«Prostitution: la loi de 2016 n'a pas encore produit d'effets, selon une étude», pouvait-on lire mercredi 23 octobre dans une dépêche AFP relayée par la presse. Quatre ans après le vote de cette loi de pénalisation des clients et alors que les preuves s'accumulent pourtant sur le caractère extrêmement nocif de cette législation répressive, une étude co-financée par l'organisation abolitionniste Fondation Scelles et réalisée entre avril 2018 et juillet 2019 tente de sauver les meubles.
Si la situation ne s'est pas améliorée pour les travailleuses du sexe depuis 2016, explique la fondation, c'est parce que la loi n'a pas été pleinement et également appliquée sur l'ensemble du territoire. Cet élément de langage avait déjà commencé à être utilisé pour défendre la loi lors de l'audition au Conseil constitutionnel en février dernier, et mis en avant dans une tribune publiée par Libération ce 6 novembre. Son martèlement dans le débat public à l'aide d'une étude empirique ne le rend toutefois pas plus pertinent.
En effet, comme l'expliquent Junno Mac et Molly Smith dans leur livre La Révolte des prostituées, la simple existence d'une telle loi suffit à dissuader de nombreux clients. D'un côté de l'équation: le nombre de travailleuses du sexe diminue peu, puisqu'elles ont pour la plupart absolument besoin de ce travail pour subvenir à leurs besoins. De l'autre: le nombre de clients baisse à cause de la peur de se faire arrêter, même s'il y a en réalité peu d'interpellations.
La précarisation des travailleuses
La pénalisation des clients vient tragiquement renforcer le déséquilibre de pouvoir entre les travailleuses et les acheteurs de services sexuels, en la faveur de ces derniers. «La travailleuse du sexe est plus pauvre, donc elle subit plus de pression d'accepter un client qu'elle aurait sinon rejeté; elle travaille plus tard et seule; les clients les plus sympas ne viennent pas tandis que les clients les plus impulsifs ou imprévisibles restent; et elle a moins de temps pour les évaluer.»
Ces effets nocifs dramatiques pour les premières personnes censées être protégées par cette loi avaient déjà été empiriquement constatés par une large étude sortie en avril 2018 auprès de 600 travailleuses du sexe. Celle-ci relatait la manière dont la pénalisation avait aggravé la situation des travailleuses et travailleurs les plus fragiles, comme Yacine: «Se sentir fort devant le client? Non, je ne pense pas. Au contraire. [...] Je le supplie pour qu'il vienne me voir. Je ne me sens pas fort, au contraire. [La loi] m'a rabaissé complètement, parce que je cours derrière le client pour qu'il accepte. Avant, j'avais le choix en fait. Le client, il venait, normal, je lui propose mon prix. Là maintenant, c'est lui qui impose les prix et c'est lui qui impose les coins. Vraiment, ça m'a rabaissé, complètement. Ça m'a rabaissé, maintenant je cours derrière le client. Comment voulez-vous que je me sente fort?»

Données fournies =>
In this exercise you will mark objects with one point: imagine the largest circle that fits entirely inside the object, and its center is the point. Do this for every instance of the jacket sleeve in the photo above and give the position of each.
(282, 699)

Énoncé A =>
Dans le texte à lire, auprès de combien de travailleuses du sexe la large étude sortie en avril 2018 a-t-elle été menée ?
Énoncé B =>
D'après le texte à lire, pourquoi le nombre de travailleuses du sexe diminue-t-il peu malgré la loi de pénalisation des clients ?
Énoncé C =>
Recopiez le passage du texte à lire qui va de « Si la situation » à « pas plus pertinent. ».

Résultat A =>
Auprès de 600 travailleuses du sexe.

Résultat B =>
La plupart d'entre elles ont absolument besoin de ce travail pour subvenir à leurs besoins.

Résultat C =>
Si la situation ne s'est pas améliorée pour les travailleuses du sexe depuis 2016, explique la fondation, c'est parce que la loi n'a pas été pleinement et également appliquée sur l'ensemble du territoire. Cet élément de langage avait déjà commencé à être utilisé pour défendre la loi lors de l'audition au Conseil constitutionnel en février dernier, et mis en avant dans une tribune publiée par Libération ce 6 novembre. Son martèlement dans le débat public à l'aide d'une étude empirique ne le rend toutefois pas plus pertinent.